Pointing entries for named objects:
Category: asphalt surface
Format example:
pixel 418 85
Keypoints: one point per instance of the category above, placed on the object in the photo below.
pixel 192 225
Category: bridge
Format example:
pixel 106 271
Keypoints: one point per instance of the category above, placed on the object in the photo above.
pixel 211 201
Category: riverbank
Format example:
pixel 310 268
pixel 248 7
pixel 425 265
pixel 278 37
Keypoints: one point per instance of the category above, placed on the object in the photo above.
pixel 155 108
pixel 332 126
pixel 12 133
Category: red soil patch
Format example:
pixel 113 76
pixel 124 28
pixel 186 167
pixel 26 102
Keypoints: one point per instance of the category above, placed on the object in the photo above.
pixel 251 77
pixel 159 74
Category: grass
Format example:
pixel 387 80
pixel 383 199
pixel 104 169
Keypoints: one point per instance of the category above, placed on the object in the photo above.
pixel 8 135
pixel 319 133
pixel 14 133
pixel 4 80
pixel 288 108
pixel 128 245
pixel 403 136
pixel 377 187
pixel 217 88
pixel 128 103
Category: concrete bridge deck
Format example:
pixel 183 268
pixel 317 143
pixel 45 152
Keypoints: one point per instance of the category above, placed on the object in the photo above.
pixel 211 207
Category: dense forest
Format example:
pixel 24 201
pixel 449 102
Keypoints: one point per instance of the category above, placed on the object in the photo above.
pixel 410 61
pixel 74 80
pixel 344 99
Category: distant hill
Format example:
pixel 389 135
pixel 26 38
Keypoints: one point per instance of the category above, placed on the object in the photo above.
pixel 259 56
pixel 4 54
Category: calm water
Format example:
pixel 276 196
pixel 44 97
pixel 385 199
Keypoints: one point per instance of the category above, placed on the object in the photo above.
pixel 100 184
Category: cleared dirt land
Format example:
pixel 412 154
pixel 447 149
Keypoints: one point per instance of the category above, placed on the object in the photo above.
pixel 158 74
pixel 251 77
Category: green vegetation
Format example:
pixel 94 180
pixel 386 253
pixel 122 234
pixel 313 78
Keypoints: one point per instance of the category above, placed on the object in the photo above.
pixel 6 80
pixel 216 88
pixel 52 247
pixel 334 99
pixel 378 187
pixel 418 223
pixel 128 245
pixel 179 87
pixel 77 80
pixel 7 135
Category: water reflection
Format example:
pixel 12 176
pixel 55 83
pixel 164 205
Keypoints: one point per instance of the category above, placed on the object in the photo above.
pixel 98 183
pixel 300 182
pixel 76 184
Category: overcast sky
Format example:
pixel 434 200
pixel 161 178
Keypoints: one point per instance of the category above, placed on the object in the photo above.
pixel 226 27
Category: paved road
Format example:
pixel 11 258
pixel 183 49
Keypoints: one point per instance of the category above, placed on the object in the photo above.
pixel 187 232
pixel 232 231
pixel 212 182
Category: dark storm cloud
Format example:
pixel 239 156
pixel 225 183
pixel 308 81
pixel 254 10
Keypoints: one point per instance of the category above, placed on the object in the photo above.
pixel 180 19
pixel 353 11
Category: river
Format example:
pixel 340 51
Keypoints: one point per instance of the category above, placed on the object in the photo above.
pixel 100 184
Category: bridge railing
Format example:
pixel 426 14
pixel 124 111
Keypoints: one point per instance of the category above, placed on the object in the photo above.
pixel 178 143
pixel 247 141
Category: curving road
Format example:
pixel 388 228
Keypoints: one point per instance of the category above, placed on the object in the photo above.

* [To be done]: Please arrange every line of the rows above as a Markdown table with two columns, Row and Line: number each line in Row, put its text in Line, and leave out blank lines.

* [Solution below]:
| Row | Line |
|---|---|
| 1 | Category: asphalt surface |
| 2 | Format example: |
| 3 | pixel 418 85 |
| 4 | Keypoints: one point per instance of the category above, placed on the object in the photo below. |
| 5 | pixel 192 225 |
| 6 | Category: bridge |
| 7 | Format example: |
| 8 | pixel 106 271 |
| 9 | Keypoints: one point per instance of the category above, placed on the object in the photo above. |
| 10 | pixel 211 201 |
| 11 | Category: riverbank |
| 12 | Format example: |
| 13 | pixel 310 268 |
| 14 | pixel 248 7 |
| 15 | pixel 425 265 |
| 16 | pixel 278 37 |
| 17 | Keypoints: one point per instance of the category above, placed on the object in the photo above. |
| 18 | pixel 155 108 |
| 19 | pixel 332 126 |
| 20 | pixel 12 133 |
| 21 | Category: red soil patch |
| 22 | Format example: |
| 23 | pixel 113 76 |
| 24 | pixel 124 28 |
| 25 | pixel 186 167 |
| 26 | pixel 26 102 |
| 27 | Keypoints: one point per instance of the category above, placed on the object in the photo above. |
| 28 | pixel 251 77 |
| 29 | pixel 159 74 |
| 30 | Category: grass |
| 31 | Format example: |
| 32 | pixel 387 80 |
| 33 | pixel 383 199 |
| 34 | pixel 104 169 |
| 35 | Keypoints: one point per instance of the category above, placed on the object in the photo above. |
| 36 | pixel 8 135 |
| 37 | pixel 319 133 |
| 38 | pixel 14 133 |
| 39 | pixel 4 80 |
| 40 | pixel 288 108 |
| 41 | pixel 128 245 |
| 42 | pixel 403 136 |
| 43 | pixel 377 187 |
| 44 | pixel 217 88 |
| 45 | pixel 128 103 |
| 46 | Category: concrete bridge deck |
| 47 | Format example: |
| 48 | pixel 183 268 |
| 49 | pixel 317 143 |
| 50 | pixel 45 152 |
| 51 | Keypoints: one point per instance of the category above, placed on the object in the photo above. |
| 52 | pixel 211 207 |
| 53 | Category: dense forest |
| 54 | Format example: |
| 55 | pixel 24 201 |
| 56 | pixel 449 102 |
| 57 | Keypoints: one point per instance of the category above, placed on the object in the photo above. |
| 58 | pixel 410 61 |
| 59 | pixel 74 80 |
| 60 | pixel 344 99 |
| 61 | Category: distant hill |
| 62 | Format example: |
| 63 | pixel 389 135 |
| 64 | pixel 26 38 |
| 65 | Keypoints: one point per instance of the category above, placed on the object in the photo above. |
| 66 | pixel 259 56 |
| 67 | pixel 4 54 |
| 68 | Category: calm water |
| 69 | Format example: |
| 70 | pixel 276 196 |
| 71 | pixel 44 97 |
| 72 | pixel 385 199 |
| 73 | Keypoints: one point per instance of the category above, placed on the object in the photo above. |
| 74 | pixel 100 184 |
| 75 | Category: cleared dirt land |
| 76 | Format example: |
| 77 | pixel 412 154 |
| 78 | pixel 447 149 |
| 79 | Keypoints: one point per instance of the category above, placed on the object in the photo above. |
| 80 | pixel 158 74 |
| 81 | pixel 251 77 |
| 82 | Category: green vegetation |
| 83 | Format example: |
| 84 | pixel 94 180 |
| 85 | pixel 386 253 |
| 86 | pixel 122 234 |
| 87 | pixel 313 78 |
| 88 | Keypoints: one point per instance of the category above, placed on the object in the photo above. |
| 89 | pixel 6 80 |
| 90 | pixel 216 88 |
| 91 | pixel 52 247 |
| 92 | pixel 334 99 |
| 93 | pixel 378 187 |
| 94 | pixel 418 223 |
| 95 | pixel 128 245 |
| 96 | pixel 179 87 |
| 97 | pixel 77 80 |
| 98 | pixel 7 135 |
| 99 | Category: water reflection |
| 100 | Format example: |
| 101 | pixel 12 176 |
| 102 | pixel 55 83 |
| 103 | pixel 164 205 |
| 104 | Keypoints: one point per instance of the category above, placed on the object in the photo above. |
| 105 | pixel 98 183 |
| 106 | pixel 300 182 |
| 107 | pixel 76 184 |
| 108 | Category: overcast sky |
| 109 | Format example: |
| 110 | pixel 434 200 |
| 111 | pixel 161 178 |
| 112 | Keypoints: one point per instance of the category above, placed on the object in the photo above. |
| 113 | pixel 226 27 |
| 114 | Category: paved road |
| 115 | Format example: |
| 116 | pixel 11 258 |
| 117 | pixel 183 49 |
| 118 | Keypoints: one point per instance of the category above, placed on the object in the photo above. |
| 119 | pixel 187 232 |
| 120 | pixel 232 231 |
| 121 | pixel 212 182 |
| 122 | Category: dark storm cloud |
| 123 | Format example: |
| 124 | pixel 239 156 |
| 125 | pixel 225 183 |
| 126 | pixel 308 81 |
| 127 | pixel 254 10 |
| 128 | Keypoints: one point per instance of the category above, placed on the object in the photo above. |
| 129 | pixel 180 19 |
| 130 | pixel 353 11 |
| 131 | Category: river |
| 132 | Format example: |
| 133 | pixel 340 51 |
| 134 | Keypoints: one point per instance of the category above, placed on the object in the photo above. |
| 135 | pixel 100 184 |
| 136 | Category: bridge railing |
| 137 | Format example: |
| 138 | pixel 426 14 |
| 139 | pixel 124 111 |
| 140 | Keypoints: one point per instance of the category above, placed on the object in the photo above. |
| 141 | pixel 178 143 |
| 142 | pixel 247 141 |
| 143 | Category: curving road |
| 144 | Format example: |
| 145 | pixel 388 228 |
| 146 | Keypoints: one point per instance of the category above, placed on the object in the photo above. |